Entries on locating named things:
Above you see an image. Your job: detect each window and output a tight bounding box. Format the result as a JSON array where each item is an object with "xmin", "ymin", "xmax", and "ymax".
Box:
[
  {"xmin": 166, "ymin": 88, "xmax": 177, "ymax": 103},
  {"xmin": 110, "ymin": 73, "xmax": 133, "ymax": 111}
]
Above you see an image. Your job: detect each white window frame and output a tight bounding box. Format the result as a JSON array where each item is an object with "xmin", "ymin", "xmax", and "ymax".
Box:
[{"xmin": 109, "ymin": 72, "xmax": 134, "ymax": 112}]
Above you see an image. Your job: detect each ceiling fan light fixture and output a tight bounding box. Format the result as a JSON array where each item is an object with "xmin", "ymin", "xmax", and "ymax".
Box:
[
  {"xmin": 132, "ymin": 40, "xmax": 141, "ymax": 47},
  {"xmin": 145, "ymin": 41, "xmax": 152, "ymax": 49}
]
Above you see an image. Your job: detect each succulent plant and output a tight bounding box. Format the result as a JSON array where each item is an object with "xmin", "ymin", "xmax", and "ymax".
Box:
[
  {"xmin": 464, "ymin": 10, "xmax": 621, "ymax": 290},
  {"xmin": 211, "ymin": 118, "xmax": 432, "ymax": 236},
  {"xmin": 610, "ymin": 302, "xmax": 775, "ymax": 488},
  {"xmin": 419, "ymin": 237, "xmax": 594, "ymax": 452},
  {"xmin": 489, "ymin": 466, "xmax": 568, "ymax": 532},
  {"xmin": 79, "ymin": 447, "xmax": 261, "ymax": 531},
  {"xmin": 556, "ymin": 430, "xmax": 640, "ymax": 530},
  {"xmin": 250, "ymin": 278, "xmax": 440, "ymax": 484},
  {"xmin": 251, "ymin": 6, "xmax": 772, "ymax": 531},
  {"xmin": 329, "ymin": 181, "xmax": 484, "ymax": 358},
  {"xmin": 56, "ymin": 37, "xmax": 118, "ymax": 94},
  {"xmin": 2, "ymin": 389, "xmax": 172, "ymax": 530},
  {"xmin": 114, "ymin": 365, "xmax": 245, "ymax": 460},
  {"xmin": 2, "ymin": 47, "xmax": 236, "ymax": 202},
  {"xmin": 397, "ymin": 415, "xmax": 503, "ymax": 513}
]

TASK PROMPT => Convert the records above into a Markdown table with two columns, No. and Text, giving each line its own numbered row and leaving out blank lines.

FULL RESPONSE =>
| No. | Text |
|---|---|
| 1 | Above you see an image. Your job: detect each window and output a tight bounding box. Format the result as a JSON array where each item is an object with "xmin", "ymin", "xmax", and "ymax". |
| 2 | Box: |
| 3 | [ |
| 4 |   {"xmin": 166, "ymin": 88, "xmax": 177, "ymax": 103}, |
| 5 |   {"xmin": 110, "ymin": 73, "xmax": 133, "ymax": 111} |
| 6 | ] |
| 7 | Above you see an image. Your job: detect each white window frame and output a tight bounding box. Format the result as a JSON array where each item is an object with "xmin", "ymin", "xmax", and "ymax". |
| 8 | Box: |
| 9 | [{"xmin": 109, "ymin": 72, "xmax": 134, "ymax": 112}] |
| 10 | Above you see an image. Your job: detect each ceiling fan light fixture and output a tight bounding box. Format the result as a JSON array where each item is an object with "xmin", "ymin", "xmax", and "ymax". |
| 11 | Box: |
| 12 | [ |
| 13 |   {"xmin": 132, "ymin": 40, "xmax": 141, "ymax": 47}, |
| 14 |   {"xmin": 145, "ymin": 41, "xmax": 152, "ymax": 49} |
| 15 | ] |
| 16 | Above you see an image. Your job: detect each succulent plant and output a tight bounding box. Format the result as a JSON array where each item is an object with "xmin", "ymin", "xmax", and "ymax". |
| 17 | Box: |
| 18 | [ |
| 19 |   {"xmin": 464, "ymin": 10, "xmax": 621, "ymax": 290}, |
| 20 |   {"xmin": 211, "ymin": 118, "xmax": 432, "ymax": 236}, |
| 21 |   {"xmin": 610, "ymin": 302, "xmax": 775, "ymax": 488}, |
| 22 |   {"xmin": 419, "ymin": 237, "xmax": 594, "ymax": 452}, |
| 23 |   {"xmin": 489, "ymin": 466, "xmax": 568, "ymax": 532}, |
| 24 |   {"xmin": 79, "ymin": 447, "xmax": 261, "ymax": 531}, |
| 25 |   {"xmin": 556, "ymin": 430, "xmax": 640, "ymax": 530}, |
| 26 |   {"xmin": 250, "ymin": 278, "xmax": 440, "ymax": 484}, |
| 27 |   {"xmin": 251, "ymin": 6, "xmax": 772, "ymax": 531}, |
| 28 |   {"xmin": 329, "ymin": 181, "xmax": 484, "ymax": 358}, |
| 29 |   {"xmin": 56, "ymin": 37, "xmax": 118, "ymax": 94}, |
| 30 |   {"xmin": 2, "ymin": 389, "xmax": 172, "ymax": 530}, |
| 31 |   {"xmin": 114, "ymin": 365, "xmax": 245, "ymax": 460}, |
| 32 |   {"xmin": 2, "ymin": 47, "xmax": 236, "ymax": 202}, |
| 33 |   {"xmin": 397, "ymin": 415, "xmax": 503, "ymax": 513} |
| 34 | ] |